*** Opening Information provided ***

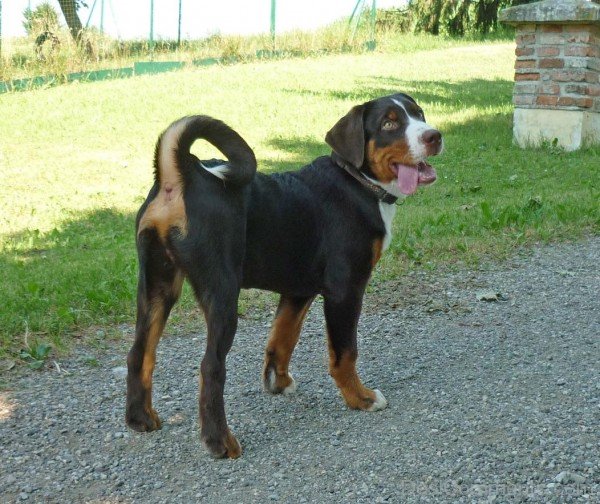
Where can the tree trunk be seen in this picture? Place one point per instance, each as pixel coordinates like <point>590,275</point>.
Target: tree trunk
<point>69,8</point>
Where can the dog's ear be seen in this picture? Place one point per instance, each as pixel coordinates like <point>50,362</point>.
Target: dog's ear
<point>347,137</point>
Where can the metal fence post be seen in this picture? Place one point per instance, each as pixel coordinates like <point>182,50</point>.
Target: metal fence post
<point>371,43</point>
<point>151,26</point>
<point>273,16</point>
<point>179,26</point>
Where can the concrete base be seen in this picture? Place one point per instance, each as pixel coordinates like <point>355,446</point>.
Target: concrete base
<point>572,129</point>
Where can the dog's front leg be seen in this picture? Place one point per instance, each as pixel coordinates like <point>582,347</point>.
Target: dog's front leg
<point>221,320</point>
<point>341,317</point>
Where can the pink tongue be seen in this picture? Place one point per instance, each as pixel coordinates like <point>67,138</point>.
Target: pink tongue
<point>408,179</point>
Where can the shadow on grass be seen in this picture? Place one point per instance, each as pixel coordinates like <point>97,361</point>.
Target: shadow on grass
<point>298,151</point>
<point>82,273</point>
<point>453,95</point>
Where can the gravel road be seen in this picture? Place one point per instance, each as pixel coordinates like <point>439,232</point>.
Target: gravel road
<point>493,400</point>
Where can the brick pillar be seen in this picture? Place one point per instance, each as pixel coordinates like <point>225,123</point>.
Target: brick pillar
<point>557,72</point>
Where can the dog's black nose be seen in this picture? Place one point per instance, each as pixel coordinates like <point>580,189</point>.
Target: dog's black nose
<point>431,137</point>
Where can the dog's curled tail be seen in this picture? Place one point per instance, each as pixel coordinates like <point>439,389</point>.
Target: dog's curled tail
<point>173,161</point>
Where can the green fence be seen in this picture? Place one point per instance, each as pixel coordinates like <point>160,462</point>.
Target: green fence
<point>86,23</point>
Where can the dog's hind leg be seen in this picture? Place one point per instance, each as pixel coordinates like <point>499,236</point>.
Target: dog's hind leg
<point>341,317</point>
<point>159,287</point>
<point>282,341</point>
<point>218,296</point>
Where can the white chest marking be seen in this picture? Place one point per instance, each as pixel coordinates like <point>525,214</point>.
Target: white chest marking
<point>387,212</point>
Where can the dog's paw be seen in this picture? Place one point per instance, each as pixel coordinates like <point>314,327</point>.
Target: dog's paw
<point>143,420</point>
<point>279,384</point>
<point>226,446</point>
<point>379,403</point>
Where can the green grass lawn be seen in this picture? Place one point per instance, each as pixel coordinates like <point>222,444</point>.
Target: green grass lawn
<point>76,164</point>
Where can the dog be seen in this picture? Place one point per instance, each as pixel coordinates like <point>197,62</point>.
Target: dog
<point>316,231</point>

*** Closing Information provided ***

◆ **Required action**
Exact wording is required throughout: write out all the records, but no pictures.

◆ **Your solution**
Where can the tree trunk be seen in this picture? Place one point per instance, each as pixel coordinates like <point>590,275</point>.
Target: tree trunk
<point>69,8</point>
Where can the dog's ear be seen in this picture? Place one point per instance, each as pixel coordinates like <point>50,362</point>.
Target: dog's ear
<point>347,137</point>
Where can the metal fence post be seen in this picture? Place one point per instance, each as pixel coordinates like <point>182,50</point>.
Target: metal fence post
<point>371,43</point>
<point>151,26</point>
<point>273,16</point>
<point>179,26</point>
Where can the concrete base be seen in this picture? Place one point per instance, each as pixel coordinates like <point>355,446</point>.
Target: concrete base
<point>572,129</point>
Where can the dog's front leg be seen in this picture? Place one point per instance, each as pixel coordinates like <point>582,347</point>.
Target: dog's front leg
<point>221,320</point>
<point>341,317</point>
Where can the pink tongue be seen in this picture? Place one point per instance, each as pixel coordinates like <point>67,138</point>.
Target: pink tongue
<point>408,179</point>
Where can the shadow on grass be seen in this picture? Place one point per instance, each as pixel coordinates like <point>97,361</point>.
Target: shadow on grass
<point>298,151</point>
<point>82,273</point>
<point>453,95</point>
Where can the gravel road be seen in this picture? Place one point per instance, each as pixel coordinates like <point>439,232</point>.
Target: gravel road
<point>493,400</point>
Where can the brick pillar be seen in this picture? Place one point per instance, each as pixel coordinates like <point>225,123</point>.
Target: brick pillar
<point>557,72</point>
Where can the dog's black nose be seen in this picture? Place one point per instance, each as pixel coordinates like <point>580,189</point>.
Target: dog's black nose
<point>431,137</point>
Where can the dog's curled tail be seen in this picture? Place one point per instance, each as pixel coordinates like <point>439,389</point>.
Target: dog's curled tail
<point>173,161</point>
Where can the green fence be seen in this picture? Place one point per instance, each as pixel coordinates like <point>160,462</point>.
Target: green fence
<point>86,23</point>
Where can the dog's hind leg be seen in this picture? Place one point per instance, each as pixel coordinates like <point>499,236</point>.
Target: dog's hind leg
<point>341,317</point>
<point>159,287</point>
<point>282,341</point>
<point>218,296</point>
Where can the white chest marking be seen in this picture? Place one point per instance, each as pixel coordinates like <point>525,214</point>.
Target: white chest marking
<point>387,212</point>
Where can the dog's paw be seen in this picture? Place one point per instance, each as pixel coordinates like <point>314,327</point>.
Target: dog's paw
<point>143,420</point>
<point>279,384</point>
<point>226,446</point>
<point>379,403</point>
Where can the green grass lawn be seen in this picture? Place one point per instance, each as pixel coordinates like <point>222,444</point>.
Target: green grass lawn
<point>76,164</point>
Where can the dog be seen in this picture? Place one point per instance, each as pixel coordinates like <point>197,62</point>.
Target: dog
<point>316,231</point>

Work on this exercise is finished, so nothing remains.